Word for word, copy the line containing "Target: white window trim" and each line after it in the records below, ending with the last line.

Stored data entries
[Start of section]

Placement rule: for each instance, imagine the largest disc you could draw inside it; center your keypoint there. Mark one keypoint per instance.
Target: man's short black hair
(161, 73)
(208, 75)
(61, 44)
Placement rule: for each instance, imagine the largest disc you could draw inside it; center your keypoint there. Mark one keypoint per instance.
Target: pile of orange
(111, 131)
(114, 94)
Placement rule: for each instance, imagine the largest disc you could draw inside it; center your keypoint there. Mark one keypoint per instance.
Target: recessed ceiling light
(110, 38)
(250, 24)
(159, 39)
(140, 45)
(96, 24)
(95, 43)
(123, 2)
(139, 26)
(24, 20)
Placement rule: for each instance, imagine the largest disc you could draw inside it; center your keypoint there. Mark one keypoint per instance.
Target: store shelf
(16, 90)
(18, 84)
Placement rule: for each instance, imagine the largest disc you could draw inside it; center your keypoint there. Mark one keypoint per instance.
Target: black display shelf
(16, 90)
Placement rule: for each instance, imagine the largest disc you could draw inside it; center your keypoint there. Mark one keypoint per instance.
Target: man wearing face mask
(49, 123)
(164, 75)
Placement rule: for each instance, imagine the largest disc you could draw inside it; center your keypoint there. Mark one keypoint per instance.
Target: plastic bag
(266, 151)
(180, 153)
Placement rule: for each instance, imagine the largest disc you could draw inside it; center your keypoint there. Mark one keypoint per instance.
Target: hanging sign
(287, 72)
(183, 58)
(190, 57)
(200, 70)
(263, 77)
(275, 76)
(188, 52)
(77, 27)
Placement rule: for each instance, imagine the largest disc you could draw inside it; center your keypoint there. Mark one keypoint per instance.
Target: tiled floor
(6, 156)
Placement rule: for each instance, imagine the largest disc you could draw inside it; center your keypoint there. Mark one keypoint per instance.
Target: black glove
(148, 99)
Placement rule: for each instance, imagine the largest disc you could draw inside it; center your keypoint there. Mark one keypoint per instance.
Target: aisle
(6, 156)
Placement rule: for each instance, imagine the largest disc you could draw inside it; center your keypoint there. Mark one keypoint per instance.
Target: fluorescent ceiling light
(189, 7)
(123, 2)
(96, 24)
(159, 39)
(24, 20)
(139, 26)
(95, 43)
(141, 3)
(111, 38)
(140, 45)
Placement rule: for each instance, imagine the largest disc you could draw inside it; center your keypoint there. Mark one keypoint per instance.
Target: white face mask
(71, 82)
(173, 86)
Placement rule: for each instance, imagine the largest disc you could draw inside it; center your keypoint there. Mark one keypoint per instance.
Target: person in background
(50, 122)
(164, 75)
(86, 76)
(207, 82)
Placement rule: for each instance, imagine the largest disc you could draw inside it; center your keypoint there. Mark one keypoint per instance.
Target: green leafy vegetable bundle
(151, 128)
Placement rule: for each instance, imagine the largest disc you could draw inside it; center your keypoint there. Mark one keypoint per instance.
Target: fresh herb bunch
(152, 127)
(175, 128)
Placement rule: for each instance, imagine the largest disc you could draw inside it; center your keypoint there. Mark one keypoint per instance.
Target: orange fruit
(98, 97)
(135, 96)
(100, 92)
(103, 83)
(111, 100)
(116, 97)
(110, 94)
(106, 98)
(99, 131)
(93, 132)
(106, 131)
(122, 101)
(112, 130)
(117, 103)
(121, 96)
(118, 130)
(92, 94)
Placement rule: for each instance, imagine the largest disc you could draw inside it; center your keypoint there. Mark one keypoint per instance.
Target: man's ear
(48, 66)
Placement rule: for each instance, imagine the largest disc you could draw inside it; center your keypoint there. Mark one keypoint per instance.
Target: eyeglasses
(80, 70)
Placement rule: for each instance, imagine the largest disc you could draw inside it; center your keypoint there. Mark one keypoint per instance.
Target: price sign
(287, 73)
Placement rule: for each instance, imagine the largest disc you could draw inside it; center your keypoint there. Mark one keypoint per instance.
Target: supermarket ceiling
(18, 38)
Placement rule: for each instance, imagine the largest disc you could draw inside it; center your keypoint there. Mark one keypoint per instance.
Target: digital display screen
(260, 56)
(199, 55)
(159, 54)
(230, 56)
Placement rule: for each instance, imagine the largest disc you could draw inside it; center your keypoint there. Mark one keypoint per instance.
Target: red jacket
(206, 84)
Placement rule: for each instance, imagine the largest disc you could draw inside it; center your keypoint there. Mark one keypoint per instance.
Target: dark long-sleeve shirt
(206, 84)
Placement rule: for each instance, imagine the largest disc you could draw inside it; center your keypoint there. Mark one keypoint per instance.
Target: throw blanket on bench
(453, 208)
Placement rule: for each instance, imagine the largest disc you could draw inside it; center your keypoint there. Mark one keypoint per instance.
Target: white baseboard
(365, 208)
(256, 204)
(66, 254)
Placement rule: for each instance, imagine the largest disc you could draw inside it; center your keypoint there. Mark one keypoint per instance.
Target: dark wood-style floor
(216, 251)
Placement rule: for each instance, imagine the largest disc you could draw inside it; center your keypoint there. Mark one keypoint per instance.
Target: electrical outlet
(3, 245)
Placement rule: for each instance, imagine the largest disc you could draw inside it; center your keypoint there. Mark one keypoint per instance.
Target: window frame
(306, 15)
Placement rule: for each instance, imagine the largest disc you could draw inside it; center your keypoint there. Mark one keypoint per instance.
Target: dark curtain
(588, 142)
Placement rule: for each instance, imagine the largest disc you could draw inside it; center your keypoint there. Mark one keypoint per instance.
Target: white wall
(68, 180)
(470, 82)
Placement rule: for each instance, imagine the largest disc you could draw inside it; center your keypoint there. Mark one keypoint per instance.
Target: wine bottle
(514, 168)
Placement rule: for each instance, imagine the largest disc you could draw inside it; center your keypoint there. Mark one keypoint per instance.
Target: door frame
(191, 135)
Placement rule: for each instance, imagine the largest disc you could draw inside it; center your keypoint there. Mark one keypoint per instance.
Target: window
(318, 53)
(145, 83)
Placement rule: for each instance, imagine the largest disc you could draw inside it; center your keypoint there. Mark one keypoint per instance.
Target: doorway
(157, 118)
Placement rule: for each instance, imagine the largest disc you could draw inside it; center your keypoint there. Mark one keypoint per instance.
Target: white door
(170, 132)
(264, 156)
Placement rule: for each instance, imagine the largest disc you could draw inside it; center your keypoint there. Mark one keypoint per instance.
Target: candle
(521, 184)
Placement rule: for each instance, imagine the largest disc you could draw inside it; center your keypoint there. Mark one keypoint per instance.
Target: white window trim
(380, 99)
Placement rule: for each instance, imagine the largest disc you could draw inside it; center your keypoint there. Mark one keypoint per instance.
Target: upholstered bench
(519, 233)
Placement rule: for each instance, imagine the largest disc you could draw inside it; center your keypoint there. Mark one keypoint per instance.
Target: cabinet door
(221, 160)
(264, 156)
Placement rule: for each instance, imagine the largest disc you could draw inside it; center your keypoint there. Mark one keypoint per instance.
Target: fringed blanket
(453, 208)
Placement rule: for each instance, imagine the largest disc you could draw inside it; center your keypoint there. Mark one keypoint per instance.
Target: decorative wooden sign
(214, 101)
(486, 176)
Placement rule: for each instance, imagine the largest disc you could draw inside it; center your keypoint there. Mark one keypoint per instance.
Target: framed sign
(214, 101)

[End of section]

• Exercise response
Target: white window trim
(380, 99)
Placement rule: for each instance, imagine the largest disc you could draw inside it; center your keypoint there. Mark one keypoint per instance.
Target: upholstered bench
(519, 233)
Placement rule: for each instance, imagine the largest disc you could draw inside it; center your keypoint there. Mark one keypoint per instance.
Target: cabinet door
(221, 160)
(264, 156)
Placement rule: for each instance, imagine the largest disc you could draw inside it; center your keypoint there. Mark one keypoint per instance.
Target: fringed blanket
(453, 208)
Placement rule: for each instance, imagine the largest disc you could draw inside it; center your keypoint there. Mark one keypoint per instance.
Target: decorative wooden sign
(214, 101)
(486, 176)
Placement rule: for each instance, imagine the largest disc you could draw inside it; center your keypoint there. Mark one keypoint per instance.
Target: framed sign
(214, 101)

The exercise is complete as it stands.